* [Text]
Seven McKnight Artists @ Northern Clay Center
Wednesday 06 August @ 10:58:39 |
by Mary Ann Vincenta
I went with a friend, an avant-garde musician visiting from Barcelona, to the opening reception of the McKnight recipients’ exhibit at the Northern Clay Center. She enjoyed the tasteful decor of the factory-turned-gallery as well as the exceptionally high quality of the vastly varied work.

There was a young woman at the opening whose shirt matched the wall panels and display pedestals, so naturally we assumed she was the gallery director. She, in fact, was Maren Kloppman, creator of the spellbinding, glowing porcelain vessels that grabbed most of my attention. One of her works looked like a big, white, smooth stone that begged to be touched. In spite of the for-obvious-reasons “do not touch” signs posted everywhere, I asked her if I could touch it. She fairly yelled, “Please do!” It scared me when the delicate, hollow “stone” turned and slid on the glass display surface. It inspired my maternal protectiveness for things easily broken. A friend of hers assured me not to worry. He said, “It really does ask to be petted, doesn’t it.”

* [Written request]
Transcribe word for word the part of the exhibit review between "Seven McKnight Artists" and "vastly varied work.", inclusive.

* [Data lines]
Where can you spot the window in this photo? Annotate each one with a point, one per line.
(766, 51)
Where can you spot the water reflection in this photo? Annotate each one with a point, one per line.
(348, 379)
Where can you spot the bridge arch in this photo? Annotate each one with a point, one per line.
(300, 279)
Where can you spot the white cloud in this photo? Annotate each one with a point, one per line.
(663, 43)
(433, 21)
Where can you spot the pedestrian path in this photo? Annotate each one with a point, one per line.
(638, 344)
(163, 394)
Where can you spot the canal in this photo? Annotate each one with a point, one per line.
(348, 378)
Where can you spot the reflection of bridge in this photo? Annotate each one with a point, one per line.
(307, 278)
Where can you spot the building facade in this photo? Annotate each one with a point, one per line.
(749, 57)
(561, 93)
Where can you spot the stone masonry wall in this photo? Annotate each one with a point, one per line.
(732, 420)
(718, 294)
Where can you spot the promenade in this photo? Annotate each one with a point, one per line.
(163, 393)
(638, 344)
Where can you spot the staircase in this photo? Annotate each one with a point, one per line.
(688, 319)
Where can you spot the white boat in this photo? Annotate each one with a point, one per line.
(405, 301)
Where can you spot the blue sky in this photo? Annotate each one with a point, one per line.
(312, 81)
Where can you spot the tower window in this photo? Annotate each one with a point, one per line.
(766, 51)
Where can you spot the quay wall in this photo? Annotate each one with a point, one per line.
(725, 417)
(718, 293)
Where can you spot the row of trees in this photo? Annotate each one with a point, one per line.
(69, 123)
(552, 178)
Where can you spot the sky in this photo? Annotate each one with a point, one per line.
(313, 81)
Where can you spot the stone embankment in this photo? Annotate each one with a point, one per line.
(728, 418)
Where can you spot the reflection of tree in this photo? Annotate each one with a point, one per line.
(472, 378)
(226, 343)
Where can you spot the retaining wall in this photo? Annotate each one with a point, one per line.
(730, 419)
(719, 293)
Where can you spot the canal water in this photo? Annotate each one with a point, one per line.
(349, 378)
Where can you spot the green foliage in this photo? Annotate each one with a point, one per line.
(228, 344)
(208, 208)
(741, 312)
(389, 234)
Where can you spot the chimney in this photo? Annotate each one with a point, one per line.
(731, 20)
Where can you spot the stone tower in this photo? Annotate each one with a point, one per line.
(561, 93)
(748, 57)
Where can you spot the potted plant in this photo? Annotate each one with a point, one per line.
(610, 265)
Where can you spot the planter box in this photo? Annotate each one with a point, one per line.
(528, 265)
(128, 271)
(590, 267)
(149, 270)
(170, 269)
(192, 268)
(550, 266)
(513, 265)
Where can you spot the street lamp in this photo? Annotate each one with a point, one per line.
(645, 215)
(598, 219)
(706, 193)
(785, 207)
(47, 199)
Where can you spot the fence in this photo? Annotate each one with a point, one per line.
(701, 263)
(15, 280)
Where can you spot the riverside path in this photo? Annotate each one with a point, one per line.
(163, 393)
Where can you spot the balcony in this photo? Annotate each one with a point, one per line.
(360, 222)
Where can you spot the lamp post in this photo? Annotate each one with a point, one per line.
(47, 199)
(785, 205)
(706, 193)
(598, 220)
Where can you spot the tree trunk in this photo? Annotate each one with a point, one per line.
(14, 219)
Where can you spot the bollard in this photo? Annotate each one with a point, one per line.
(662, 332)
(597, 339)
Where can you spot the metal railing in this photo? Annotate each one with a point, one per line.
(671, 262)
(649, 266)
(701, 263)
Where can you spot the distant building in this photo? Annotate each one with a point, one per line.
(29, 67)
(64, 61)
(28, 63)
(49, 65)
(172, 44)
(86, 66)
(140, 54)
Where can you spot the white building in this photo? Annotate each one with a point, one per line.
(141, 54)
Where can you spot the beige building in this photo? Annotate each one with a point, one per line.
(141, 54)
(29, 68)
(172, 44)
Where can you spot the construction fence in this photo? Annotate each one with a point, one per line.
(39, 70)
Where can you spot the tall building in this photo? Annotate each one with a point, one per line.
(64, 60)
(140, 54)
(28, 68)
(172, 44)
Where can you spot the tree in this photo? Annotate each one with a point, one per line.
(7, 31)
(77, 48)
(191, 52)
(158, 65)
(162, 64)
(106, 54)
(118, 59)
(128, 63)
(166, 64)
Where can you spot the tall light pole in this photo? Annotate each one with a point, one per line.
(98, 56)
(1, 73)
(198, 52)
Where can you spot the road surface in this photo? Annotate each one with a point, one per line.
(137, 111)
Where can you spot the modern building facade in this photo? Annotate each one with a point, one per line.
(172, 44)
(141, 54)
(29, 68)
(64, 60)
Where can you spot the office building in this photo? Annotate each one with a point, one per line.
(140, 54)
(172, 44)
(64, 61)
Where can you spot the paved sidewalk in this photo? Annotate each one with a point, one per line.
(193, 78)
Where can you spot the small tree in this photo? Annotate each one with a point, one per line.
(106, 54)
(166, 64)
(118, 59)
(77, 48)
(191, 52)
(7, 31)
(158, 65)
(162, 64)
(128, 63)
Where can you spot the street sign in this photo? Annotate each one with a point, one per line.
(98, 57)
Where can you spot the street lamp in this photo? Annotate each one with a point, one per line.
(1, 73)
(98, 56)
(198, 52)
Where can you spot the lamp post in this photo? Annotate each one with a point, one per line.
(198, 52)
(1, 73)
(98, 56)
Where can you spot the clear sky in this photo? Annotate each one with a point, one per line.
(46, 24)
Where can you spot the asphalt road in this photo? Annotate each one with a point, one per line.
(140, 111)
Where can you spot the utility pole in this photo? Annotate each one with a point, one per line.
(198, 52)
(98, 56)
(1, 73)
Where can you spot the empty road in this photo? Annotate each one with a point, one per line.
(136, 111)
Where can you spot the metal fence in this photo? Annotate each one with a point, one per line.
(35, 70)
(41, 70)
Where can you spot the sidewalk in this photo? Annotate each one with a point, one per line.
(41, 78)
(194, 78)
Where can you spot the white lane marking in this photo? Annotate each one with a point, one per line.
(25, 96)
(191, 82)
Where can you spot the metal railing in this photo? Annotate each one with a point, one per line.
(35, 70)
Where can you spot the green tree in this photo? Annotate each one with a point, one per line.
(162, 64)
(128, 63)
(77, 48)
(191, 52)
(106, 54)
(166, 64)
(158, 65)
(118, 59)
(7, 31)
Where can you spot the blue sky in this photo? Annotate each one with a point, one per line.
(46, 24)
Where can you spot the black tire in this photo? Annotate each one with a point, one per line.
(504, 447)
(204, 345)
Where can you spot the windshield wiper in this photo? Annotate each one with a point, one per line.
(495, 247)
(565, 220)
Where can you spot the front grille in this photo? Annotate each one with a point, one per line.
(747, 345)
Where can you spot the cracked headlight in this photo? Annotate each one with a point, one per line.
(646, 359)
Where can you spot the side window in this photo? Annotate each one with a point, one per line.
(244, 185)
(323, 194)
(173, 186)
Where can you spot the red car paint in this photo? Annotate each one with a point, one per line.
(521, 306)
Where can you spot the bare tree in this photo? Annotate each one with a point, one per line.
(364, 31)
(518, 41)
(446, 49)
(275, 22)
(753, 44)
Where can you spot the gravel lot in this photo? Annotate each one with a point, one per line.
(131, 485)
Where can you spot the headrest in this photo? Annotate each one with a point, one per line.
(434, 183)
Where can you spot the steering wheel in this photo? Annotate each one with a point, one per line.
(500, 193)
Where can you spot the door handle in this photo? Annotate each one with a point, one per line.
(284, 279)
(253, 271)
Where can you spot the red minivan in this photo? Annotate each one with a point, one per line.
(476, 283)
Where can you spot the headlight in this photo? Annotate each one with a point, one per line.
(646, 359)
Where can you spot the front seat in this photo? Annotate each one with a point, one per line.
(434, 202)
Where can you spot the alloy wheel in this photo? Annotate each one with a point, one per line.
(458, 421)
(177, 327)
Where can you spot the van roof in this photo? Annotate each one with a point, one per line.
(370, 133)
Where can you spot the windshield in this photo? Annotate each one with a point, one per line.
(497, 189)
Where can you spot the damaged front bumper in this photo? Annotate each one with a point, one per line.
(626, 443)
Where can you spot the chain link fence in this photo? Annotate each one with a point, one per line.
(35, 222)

* [Response to this task]
Seven McKnight Artists @ Northern Clay Center
Wednesday 06 August @ 10:58:39 |
by Mary Ann Vincenta
I went with a friend, an avant-garde musician visiting from Barcelona, to the opening reception of the McKnight recipients’ exhibit at the Northern Clay Center. She enjoyed the tasteful decor of the factory-turned-gallery as well as the exceptionally high quality of the vastly varied work.